## TEXT SEGMENT
What is prosecutor Marianne Ny’s position?
In many interviews prosecutor Marianne Ny has stated that Julian Assange is a suspect and he is detained on suspicion of sex-crimes and the stage where the criminal process is at now is “preliminary investigation”. In her statement from 4 February 2011 she puts it like this:
According to Swedish law, a formal decision to indict may not be taken at the stage that the criminal process is currently at. Julian Assange’s case is currently at the stage of “preliminary investigation”. It will only be concluded when Julian Assange is surrendered to Sweden and has been interrogated.
It is evident that Marianne Ny means that “a formal decision to indict” is a late decision in the Swedish criminal procedure. An English lawyer would immediately understand that before the indictment there must be a process called charge/accusation, at least in England. I am very surprised that Assange’s English legal team did not fully investigate what the stage preceding indictment is in Sweden and what that stage corresponds to in the English criminal procedure. This was really a monumental mistake. From this mistake others follow.

## SET EXERCISE A
According to the text on prosecutor Marianne Ny's position, at what stage is Julian Assange's case currently?

Region annotation items

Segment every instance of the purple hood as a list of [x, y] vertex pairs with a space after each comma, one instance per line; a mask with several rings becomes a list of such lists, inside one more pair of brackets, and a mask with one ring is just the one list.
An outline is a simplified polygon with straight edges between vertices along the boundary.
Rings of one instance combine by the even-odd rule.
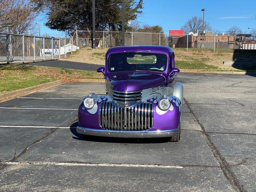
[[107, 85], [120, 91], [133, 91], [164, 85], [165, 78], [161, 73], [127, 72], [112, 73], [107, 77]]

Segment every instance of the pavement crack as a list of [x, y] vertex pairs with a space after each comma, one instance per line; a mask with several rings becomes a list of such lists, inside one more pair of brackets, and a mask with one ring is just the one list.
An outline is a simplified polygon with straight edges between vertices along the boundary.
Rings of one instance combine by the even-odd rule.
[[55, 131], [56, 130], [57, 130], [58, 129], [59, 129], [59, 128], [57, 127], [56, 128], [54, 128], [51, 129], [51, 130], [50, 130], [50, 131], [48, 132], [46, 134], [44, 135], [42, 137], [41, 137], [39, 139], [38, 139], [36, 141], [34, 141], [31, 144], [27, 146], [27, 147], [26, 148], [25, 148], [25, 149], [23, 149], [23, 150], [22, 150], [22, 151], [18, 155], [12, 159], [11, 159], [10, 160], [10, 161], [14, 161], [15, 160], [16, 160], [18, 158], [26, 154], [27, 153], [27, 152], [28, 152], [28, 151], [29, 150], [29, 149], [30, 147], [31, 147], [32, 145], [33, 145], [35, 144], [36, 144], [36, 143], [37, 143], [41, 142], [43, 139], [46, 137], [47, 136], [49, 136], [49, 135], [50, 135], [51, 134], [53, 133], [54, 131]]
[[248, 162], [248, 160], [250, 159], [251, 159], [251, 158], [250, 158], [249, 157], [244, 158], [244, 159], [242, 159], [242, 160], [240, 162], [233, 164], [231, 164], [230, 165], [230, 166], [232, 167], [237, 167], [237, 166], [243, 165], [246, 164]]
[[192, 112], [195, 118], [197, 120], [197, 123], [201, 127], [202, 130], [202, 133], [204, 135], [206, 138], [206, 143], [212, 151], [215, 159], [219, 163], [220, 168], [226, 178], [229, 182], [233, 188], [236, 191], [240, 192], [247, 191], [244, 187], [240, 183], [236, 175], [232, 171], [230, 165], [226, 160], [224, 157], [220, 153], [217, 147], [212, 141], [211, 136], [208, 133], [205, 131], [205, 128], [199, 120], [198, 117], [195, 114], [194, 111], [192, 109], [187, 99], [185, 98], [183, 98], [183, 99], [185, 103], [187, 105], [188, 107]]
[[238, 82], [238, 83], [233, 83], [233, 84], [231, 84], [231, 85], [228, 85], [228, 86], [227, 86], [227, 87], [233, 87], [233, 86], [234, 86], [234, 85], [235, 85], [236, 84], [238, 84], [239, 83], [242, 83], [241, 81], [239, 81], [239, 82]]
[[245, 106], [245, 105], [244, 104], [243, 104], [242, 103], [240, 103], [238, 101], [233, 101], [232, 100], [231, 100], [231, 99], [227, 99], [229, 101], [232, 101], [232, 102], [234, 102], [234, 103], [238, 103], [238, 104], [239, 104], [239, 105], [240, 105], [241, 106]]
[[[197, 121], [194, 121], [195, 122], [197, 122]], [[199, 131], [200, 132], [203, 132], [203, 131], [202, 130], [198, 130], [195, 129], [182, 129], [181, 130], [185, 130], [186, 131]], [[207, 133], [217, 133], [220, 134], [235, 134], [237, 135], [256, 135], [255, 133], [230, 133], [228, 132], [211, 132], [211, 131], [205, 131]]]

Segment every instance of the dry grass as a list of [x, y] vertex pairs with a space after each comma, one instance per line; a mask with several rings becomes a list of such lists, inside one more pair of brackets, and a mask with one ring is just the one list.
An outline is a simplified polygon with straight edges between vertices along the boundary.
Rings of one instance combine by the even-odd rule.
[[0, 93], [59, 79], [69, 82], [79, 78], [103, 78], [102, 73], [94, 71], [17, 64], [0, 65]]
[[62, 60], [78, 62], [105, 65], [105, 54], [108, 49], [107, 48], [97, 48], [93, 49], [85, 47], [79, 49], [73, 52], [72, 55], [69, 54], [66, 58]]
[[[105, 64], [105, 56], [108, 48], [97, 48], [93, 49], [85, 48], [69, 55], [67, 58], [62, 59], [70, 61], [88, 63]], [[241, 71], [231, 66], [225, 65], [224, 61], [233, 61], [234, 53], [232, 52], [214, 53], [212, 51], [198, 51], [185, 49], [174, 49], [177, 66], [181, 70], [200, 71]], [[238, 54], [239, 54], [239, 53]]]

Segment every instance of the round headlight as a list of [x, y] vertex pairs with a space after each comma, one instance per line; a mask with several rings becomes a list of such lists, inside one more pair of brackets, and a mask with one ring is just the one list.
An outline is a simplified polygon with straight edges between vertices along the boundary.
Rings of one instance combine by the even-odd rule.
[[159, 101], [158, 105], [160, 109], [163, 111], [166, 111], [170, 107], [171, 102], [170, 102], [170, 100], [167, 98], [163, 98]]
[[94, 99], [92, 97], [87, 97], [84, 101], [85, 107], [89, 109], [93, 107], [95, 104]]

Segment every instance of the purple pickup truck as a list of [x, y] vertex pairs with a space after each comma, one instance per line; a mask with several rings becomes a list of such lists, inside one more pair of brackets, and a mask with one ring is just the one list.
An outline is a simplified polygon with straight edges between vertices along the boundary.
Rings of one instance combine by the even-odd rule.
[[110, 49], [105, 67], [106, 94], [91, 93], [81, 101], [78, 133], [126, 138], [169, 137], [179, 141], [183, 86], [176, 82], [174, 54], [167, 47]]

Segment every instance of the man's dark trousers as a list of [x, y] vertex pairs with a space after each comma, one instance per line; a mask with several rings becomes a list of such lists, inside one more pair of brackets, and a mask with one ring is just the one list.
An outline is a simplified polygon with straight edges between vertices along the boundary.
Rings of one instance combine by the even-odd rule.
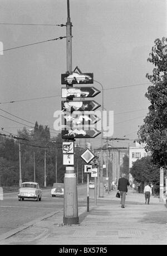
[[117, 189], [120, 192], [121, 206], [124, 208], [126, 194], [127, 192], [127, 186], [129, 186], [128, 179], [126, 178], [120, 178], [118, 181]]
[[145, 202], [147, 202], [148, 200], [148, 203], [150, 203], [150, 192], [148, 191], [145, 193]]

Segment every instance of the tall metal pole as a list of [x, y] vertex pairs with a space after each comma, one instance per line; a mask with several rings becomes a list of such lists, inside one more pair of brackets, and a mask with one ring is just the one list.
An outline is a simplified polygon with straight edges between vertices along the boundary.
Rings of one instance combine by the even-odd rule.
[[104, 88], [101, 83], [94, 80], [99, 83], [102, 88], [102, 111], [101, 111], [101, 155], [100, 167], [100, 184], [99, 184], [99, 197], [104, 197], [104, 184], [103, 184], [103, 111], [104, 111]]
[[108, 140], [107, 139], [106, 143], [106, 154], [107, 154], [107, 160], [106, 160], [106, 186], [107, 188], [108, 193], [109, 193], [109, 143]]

## SET EXERCISE B
Rewrite the entries from the line containing "Segment every instance of the man's" through the end of the entries, replacing "tall metal pole" with "tall steel post" and keeping everything else the same. Give only that part, and leave the pictures out.

## FINAL ANSWER A
It is at the stage of "preliminary investigation."

## FINAL ANSWER B
Segment every instance of the man's dark trousers as a list of [x, y] vertex pairs with a space after each comma, one instance per line; a mask with several rings becomes a list of such lists, inside one more pair of brackets, and a mask with one ring is just the one list.
An outline is a simplified polygon with straight edges between vertices along the boundary.
Rings of one instance combine by the even-odd rule.
[[117, 189], [120, 192], [121, 206], [124, 208], [126, 194], [127, 192], [127, 186], [129, 186], [128, 179], [126, 178], [120, 178], [118, 181]]
[[145, 202], [147, 202], [148, 200], [148, 203], [150, 203], [150, 192], [148, 191], [145, 193]]

Segment every instance of the tall steel post as a list of [x, y] vertex pairs with a space after each comma, one instance per line; a mask with several rings becomes a list of such lists, inside one more pair of brackets, and a mask with one ring is just the one list.
An outline is a simplified polygon with straight edges between vertices along the boundary.
Rings of one instance combine by the even-odd rule.
[[104, 88], [101, 83], [94, 80], [99, 83], [102, 88], [102, 111], [101, 111], [101, 155], [100, 167], [100, 184], [99, 184], [99, 197], [104, 197], [104, 184], [103, 184], [103, 111], [104, 111]]
[[108, 140], [107, 139], [106, 143], [106, 154], [107, 154], [107, 160], [106, 160], [106, 186], [107, 188], [108, 193], [109, 193], [109, 143]]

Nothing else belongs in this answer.